**Description of the task:**
What is needed is an exact copy of the entries below, with the pictures left out.

**** Dataset entries ****

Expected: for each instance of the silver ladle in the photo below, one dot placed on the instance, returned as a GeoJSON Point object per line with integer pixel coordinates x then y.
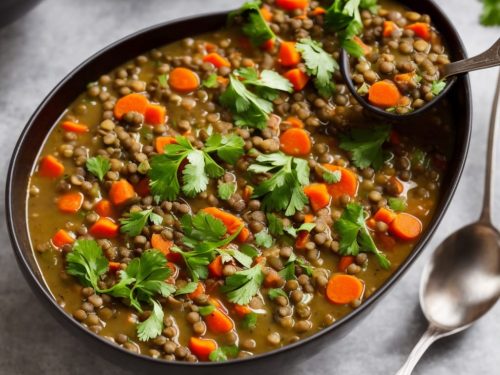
{"type": "Point", "coordinates": [461, 282]}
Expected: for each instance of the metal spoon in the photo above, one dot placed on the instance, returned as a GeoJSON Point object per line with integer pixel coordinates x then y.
{"type": "Point", "coordinates": [461, 282]}
{"type": "Point", "coordinates": [487, 59]}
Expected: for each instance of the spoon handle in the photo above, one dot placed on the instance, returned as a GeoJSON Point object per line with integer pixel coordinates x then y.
{"type": "Point", "coordinates": [487, 59]}
{"type": "Point", "coordinates": [431, 334]}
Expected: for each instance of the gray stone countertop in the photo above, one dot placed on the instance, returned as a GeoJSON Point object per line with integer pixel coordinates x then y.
{"type": "Point", "coordinates": [37, 51]}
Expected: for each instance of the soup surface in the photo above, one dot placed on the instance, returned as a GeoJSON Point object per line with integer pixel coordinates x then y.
{"type": "Point", "coordinates": [224, 195]}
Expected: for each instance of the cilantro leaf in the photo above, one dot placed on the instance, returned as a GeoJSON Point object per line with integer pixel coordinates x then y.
{"type": "Point", "coordinates": [98, 166]}
{"type": "Point", "coordinates": [319, 64]}
{"type": "Point", "coordinates": [354, 235]}
{"type": "Point", "coordinates": [365, 146]}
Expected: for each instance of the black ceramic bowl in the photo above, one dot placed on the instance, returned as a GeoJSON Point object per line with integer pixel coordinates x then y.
{"type": "Point", "coordinates": [40, 124]}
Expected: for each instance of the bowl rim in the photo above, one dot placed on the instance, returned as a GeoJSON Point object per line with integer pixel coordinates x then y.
{"type": "Point", "coordinates": [43, 291]}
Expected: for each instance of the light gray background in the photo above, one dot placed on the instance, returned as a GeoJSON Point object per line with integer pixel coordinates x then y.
{"type": "Point", "coordinates": [40, 49]}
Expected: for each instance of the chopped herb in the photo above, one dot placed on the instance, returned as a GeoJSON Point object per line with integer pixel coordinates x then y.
{"type": "Point", "coordinates": [354, 235]}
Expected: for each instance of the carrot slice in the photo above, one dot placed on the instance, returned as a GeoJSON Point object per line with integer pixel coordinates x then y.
{"type": "Point", "coordinates": [104, 228]}
{"type": "Point", "coordinates": [342, 289]}
{"type": "Point", "coordinates": [405, 227]}
{"type": "Point", "coordinates": [421, 29]}
{"type": "Point", "coordinates": [202, 347]}
{"type": "Point", "coordinates": [298, 78]}
{"type": "Point", "coordinates": [295, 142]}
{"type": "Point", "coordinates": [318, 196]}
{"type": "Point", "coordinates": [288, 54]}
{"type": "Point", "coordinates": [183, 80]}
{"type": "Point", "coordinates": [348, 183]}
{"type": "Point", "coordinates": [155, 114]}
{"type": "Point", "coordinates": [121, 192]}
{"type": "Point", "coordinates": [62, 238]}
{"type": "Point", "coordinates": [384, 94]}
{"type": "Point", "coordinates": [73, 127]}
{"type": "Point", "coordinates": [130, 103]}
{"type": "Point", "coordinates": [216, 60]}
{"type": "Point", "coordinates": [50, 167]}
{"type": "Point", "coordinates": [70, 203]}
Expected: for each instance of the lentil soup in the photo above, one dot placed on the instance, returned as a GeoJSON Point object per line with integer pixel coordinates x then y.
{"type": "Point", "coordinates": [224, 195]}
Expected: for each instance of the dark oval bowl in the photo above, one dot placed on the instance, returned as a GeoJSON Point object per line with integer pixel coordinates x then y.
{"type": "Point", "coordinates": [40, 124]}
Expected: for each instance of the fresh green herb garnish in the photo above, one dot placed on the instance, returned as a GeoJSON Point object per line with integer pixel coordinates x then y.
{"type": "Point", "coordinates": [319, 64]}
{"type": "Point", "coordinates": [133, 224]}
{"type": "Point", "coordinates": [98, 166]}
{"type": "Point", "coordinates": [354, 235]}
{"type": "Point", "coordinates": [283, 191]}
{"type": "Point", "coordinates": [365, 146]}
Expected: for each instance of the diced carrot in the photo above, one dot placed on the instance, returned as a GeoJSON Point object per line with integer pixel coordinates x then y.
{"type": "Point", "coordinates": [121, 192]}
{"type": "Point", "coordinates": [295, 142]}
{"type": "Point", "coordinates": [343, 289]}
{"type": "Point", "coordinates": [215, 267]}
{"type": "Point", "coordinates": [345, 262]}
{"type": "Point", "coordinates": [161, 142]}
{"type": "Point", "coordinates": [405, 227]}
{"type": "Point", "coordinates": [347, 185]}
{"type": "Point", "coordinates": [385, 215]}
{"type": "Point", "coordinates": [288, 54]}
{"type": "Point", "coordinates": [318, 196]}
{"type": "Point", "coordinates": [298, 78]}
{"type": "Point", "coordinates": [232, 222]}
{"type": "Point", "coordinates": [216, 60]}
{"type": "Point", "coordinates": [183, 80]}
{"type": "Point", "coordinates": [292, 4]}
{"type": "Point", "coordinates": [130, 103]}
{"type": "Point", "coordinates": [104, 208]}
{"type": "Point", "coordinates": [388, 28]}
{"type": "Point", "coordinates": [156, 114]}
{"type": "Point", "coordinates": [104, 228]}
{"type": "Point", "coordinates": [70, 203]}
{"type": "Point", "coordinates": [62, 238]}
{"type": "Point", "coordinates": [50, 167]}
{"type": "Point", "coordinates": [74, 127]}
{"type": "Point", "coordinates": [421, 29]}
{"type": "Point", "coordinates": [384, 94]}
{"type": "Point", "coordinates": [218, 322]}
{"type": "Point", "coordinates": [202, 347]}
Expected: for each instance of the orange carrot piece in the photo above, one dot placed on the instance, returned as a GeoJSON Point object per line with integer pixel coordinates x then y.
{"type": "Point", "coordinates": [405, 227]}
{"type": "Point", "coordinates": [292, 4]}
{"type": "Point", "coordinates": [183, 80]}
{"type": "Point", "coordinates": [421, 29]}
{"type": "Point", "coordinates": [384, 94]}
{"type": "Point", "coordinates": [120, 192]}
{"type": "Point", "coordinates": [298, 78]}
{"type": "Point", "coordinates": [388, 28]}
{"type": "Point", "coordinates": [130, 103]}
{"type": "Point", "coordinates": [385, 215]}
{"type": "Point", "coordinates": [70, 203]}
{"type": "Point", "coordinates": [74, 127]}
{"type": "Point", "coordinates": [216, 60]}
{"type": "Point", "coordinates": [215, 267]}
{"type": "Point", "coordinates": [232, 222]}
{"type": "Point", "coordinates": [161, 142]}
{"type": "Point", "coordinates": [202, 347]}
{"type": "Point", "coordinates": [348, 183]}
{"type": "Point", "coordinates": [342, 289]}
{"type": "Point", "coordinates": [318, 196]}
{"type": "Point", "coordinates": [345, 262]}
{"type": "Point", "coordinates": [155, 114]}
{"type": "Point", "coordinates": [295, 142]}
{"type": "Point", "coordinates": [288, 54]}
{"type": "Point", "coordinates": [104, 228]}
{"type": "Point", "coordinates": [62, 238]}
{"type": "Point", "coordinates": [218, 322]}
{"type": "Point", "coordinates": [50, 167]}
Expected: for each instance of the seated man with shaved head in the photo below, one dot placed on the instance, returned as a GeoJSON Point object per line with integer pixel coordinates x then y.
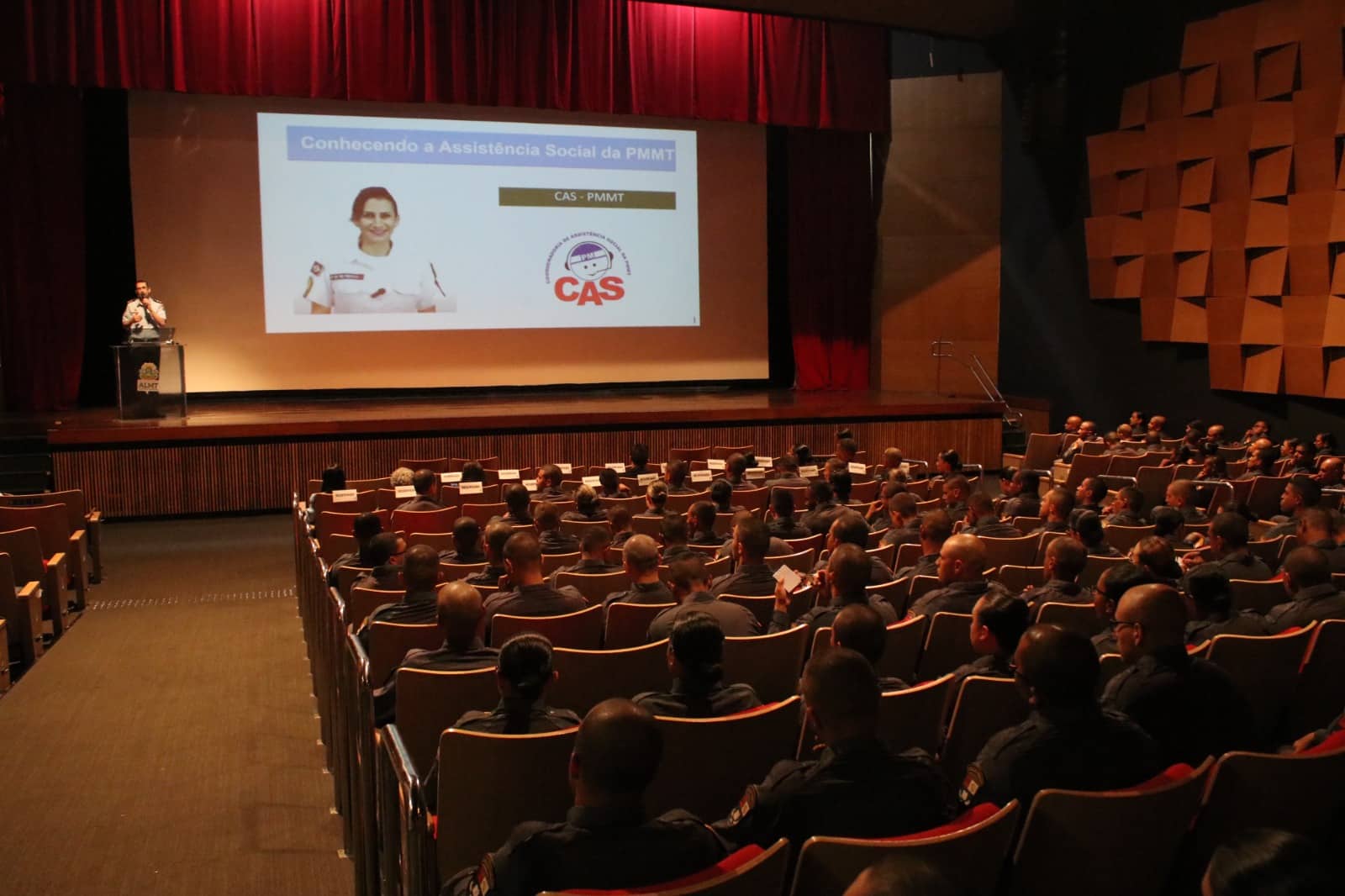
{"type": "Point", "coordinates": [1189, 705]}
{"type": "Point", "coordinates": [1068, 741]}
{"type": "Point", "coordinates": [962, 567]}
{"type": "Point", "coordinates": [605, 841]}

****

**Response to the exercise:**
Expected: for each instance of the silver ladle in the photo below, one dot placed on the instance, returned as a GeoJSON Point object per line with integer pixel coordinates x then y.
{"type": "Point", "coordinates": [461, 282]}
Expected: for each instance of the metal spoon in the photo above, one dot placed on the instance, returned as a GeoJSON Point object per line with integer pixel coordinates x then y.
{"type": "Point", "coordinates": [461, 282]}
{"type": "Point", "coordinates": [487, 59]}
Expected: for each instance of the spoon handle in the photo above, one dot placed on the instance, returned as a GeoJSON Point object per line with integer pixel coordinates x then y.
{"type": "Point", "coordinates": [487, 59]}
{"type": "Point", "coordinates": [431, 334]}
Expected: for each instance of the gray stone countertop in the photo above, one dot placed on the instance, returned as a GeoJSON Point object per line with integer pixel coordinates x then y.
{"type": "Point", "coordinates": [37, 51]}
Expected: for each instance of the soup surface in the photo above, one dot placed on the instance, returned as a GeoJSON Point object per line with integer pixel coordinates x then y.
{"type": "Point", "coordinates": [224, 195]}
Expected: for each instance of the cilantro leaf in the photo above, one dot placed on the instance, returned as a GeoJSON Point object per line with integer pixel coordinates x then y.
{"type": "Point", "coordinates": [98, 166]}
{"type": "Point", "coordinates": [319, 64]}
{"type": "Point", "coordinates": [354, 235]}
{"type": "Point", "coordinates": [365, 146]}
Expected: for each instance of the black ceramic bowl in the photo above, one dot placed on the instance, returned as a GeoJSON Point object per line with integer pixel coordinates x then y.
{"type": "Point", "coordinates": [40, 124]}
Expected: for each instance of the bowl rim in the photo above, one dot placed on the instance, returned as a GeoJSON Point object per line with integer pixel coordinates x then y.
{"type": "Point", "coordinates": [43, 291]}
Expected: for each instance of the light gray background in the photo above, one dot placed on the instance, returned as a GeoJSON Point object per line with integer pixel coordinates x then y.
{"type": "Point", "coordinates": [40, 49]}
Expected: for each instance of the chopped herb in the photo above, one dot placed on the instance, returned as a GeoJSON Point object per line with integer pixel coordinates x then y.
{"type": "Point", "coordinates": [354, 235]}
Expected: for each instance of the carrot slice in the photo above, one dot placed on the instance, returned as a GeoJSON Point object per line with integer pixel coordinates x then y.
{"type": "Point", "coordinates": [104, 228]}
{"type": "Point", "coordinates": [342, 289]}
{"type": "Point", "coordinates": [405, 227]}
{"type": "Point", "coordinates": [421, 29]}
{"type": "Point", "coordinates": [202, 347]}
{"type": "Point", "coordinates": [298, 78]}
{"type": "Point", "coordinates": [295, 142]}
{"type": "Point", "coordinates": [318, 196]}
{"type": "Point", "coordinates": [288, 54]}
{"type": "Point", "coordinates": [183, 80]}
{"type": "Point", "coordinates": [348, 183]}
{"type": "Point", "coordinates": [155, 114]}
{"type": "Point", "coordinates": [121, 192]}
{"type": "Point", "coordinates": [62, 238]}
{"type": "Point", "coordinates": [384, 94]}
{"type": "Point", "coordinates": [73, 127]}
{"type": "Point", "coordinates": [130, 103]}
{"type": "Point", "coordinates": [216, 60]}
{"type": "Point", "coordinates": [50, 167]}
{"type": "Point", "coordinates": [70, 203]}
Expected: for each instance of the lentil soup in the photo above, one dot placed on the instance, returned as a GeoJSON Point object per line with integer pixel coordinates x then y.
{"type": "Point", "coordinates": [224, 195]}
Expected: for each instance of the dark oval bowl in the photo above, one dot placed on the instance, returned as a GeoJSON Point object per line with integer pixel coordinates x then y.
{"type": "Point", "coordinates": [40, 124]}
Expected: for each instance of the fresh green herb garnish in the photo above, one dot placed on the instance, returned as a GeoJSON Point object per line with integer pixel coordinates x then y.
{"type": "Point", "coordinates": [319, 64]}
{"type": "Point", "coordinates": [133, 224]}
{"type": "Point", "coordinates": [98, 166]}
{"type": "Point", "coordinates": [354, 235]}
{"type": "Point", "coordinates": [283, 191]}
{"type": "Point", "coordinates": [365, 146]}
Expected: for each instance of the diced carrot in the photo above, one dot placed on the instance, returned as a GeoJSON Point object per line with integer pixel coordinates x then y.
{"type": "Point", "coordinates": [121, 192]}
{"type": "Point", "coordinates": [295, 142]}
{"type": "Point", "coordinates": [343, 289]}
{"type": "Point", "coordinates": [215, 267]}
{"type": "Point", "coordinates": [345, 262]}
{"type": "Point", "coordinates": [161, 142]}
{"type": "Point", "coordinates": [405, 227]}
{"type": "Point", "coordinates": [347, 185]}
{"type": "Point", "coordinates": [385, 215]}
{"type": "Point", "coordinates": [288, 54]}
{"type": "Point", "coordinates": [318, 196]}
{"type": "Point", "coordinates": [298, 78]}
{"type": "Point", "coordinates": [232, 222]}
{"type": "Point", "coordinates": [216, 60]}
{"type": "Point", "coordinates": [183, 80]}
{"type": "Point", "coordinates": [292, 4]}
{"type": "Point", "coordinates": [130, 103]}
{"type": "Point", "coordinates": [104, 208]}
{"type": "Point", "coordinates": [388, 28]}
{"type": "Point", "coordinates": [156, 114]}
{"type": "Point", "coordinates": [104, 228]}
{"type": "Point", "coordinates": [70, 203]}
{"type": "Point", "coordinates": [62, 238]}
{"type": "Point", "coordinates": [50, 167]}
{"type": "Point", "coordinates": [74, 127]}
{"type": "Point", "coordinates": [421, 29]}
{"type": "Point", "coordinates": [384, 94]}
{"type": "Point", "coordinates": [218, 322]}
{"type": "Point", "coordinates": [202, 347]}
Expected: for each instance of the orange carrot piece in the photo above, one dot placed on the instance, returned as a GeoJSON Point object per line with integer pixel coordinates x then y.
{"type": "Point", "coordinates": [405, 227]}
{"type": "Point", "coordinates": [292, 4]}
{"type": "Point", "coordinates": [183, 80]}
{"type": "Point", "coordinates": [421, 29]}
{"type": "Point", "coordinates": [384, 94]}
{"type": "Point", "coordinates": [120, 192]}
{"type": "Point", "coordinates": [298, 78]}
{"type": "Point", "coordinates": [388, 28]}
{"type": "Point", "coordinates": [130, 103]}
{"type": "Point", "coordinates": [385, 215]}
{"type": "Point", "coordinates": [70, 203]}
{"type": "Point", "coordinates": [74, 127]}
{"type": "Point", "coordinates": [216, 60]}
{"type": "Point", "coordinates": [215, 267]}
{"type": "Point", "coordinates": [232, 222]}
{"type": "Point", "coordinates": [161, 142]}
{"type": "Point", "coordinates": [202, 347]}
{"type": "Point", "coordinates": [348, 183]}
{"type": "Point", "coordinates": [342, 289]}
{"type": "Point", "coordinates": [318, 196]}
{"type": "Point", "coordinates": [345, 262]}
{"type": "Point", "coordinates": [155, 114]}
{"type": "Point", "coordinates": [295, 142]}
{"type": "Point", "coordinates": [288, 54]}
{"type": "Point", "coordinates": [104, 228]}
{"type": "Point", "coordinates": [62, 238]}
{"type": "Point", "coordinates": [218, 322]}
{"type": "Point", "coordinates": [50, 167]}
Expected: for each instance of the seated man with shaved head in the photo below, one dot placed on the instance, returned as a GeoJSON Point object per line with integer pixel coordinates x then y.
{"type": "Point", "coordinates": [1189, 705]}
{"type": "Point", "coordinates": [1068, 741]}
{"type": "Point", "coordinates": [962, 567]}
{"type": "Point", "coordinates": [605, 841]}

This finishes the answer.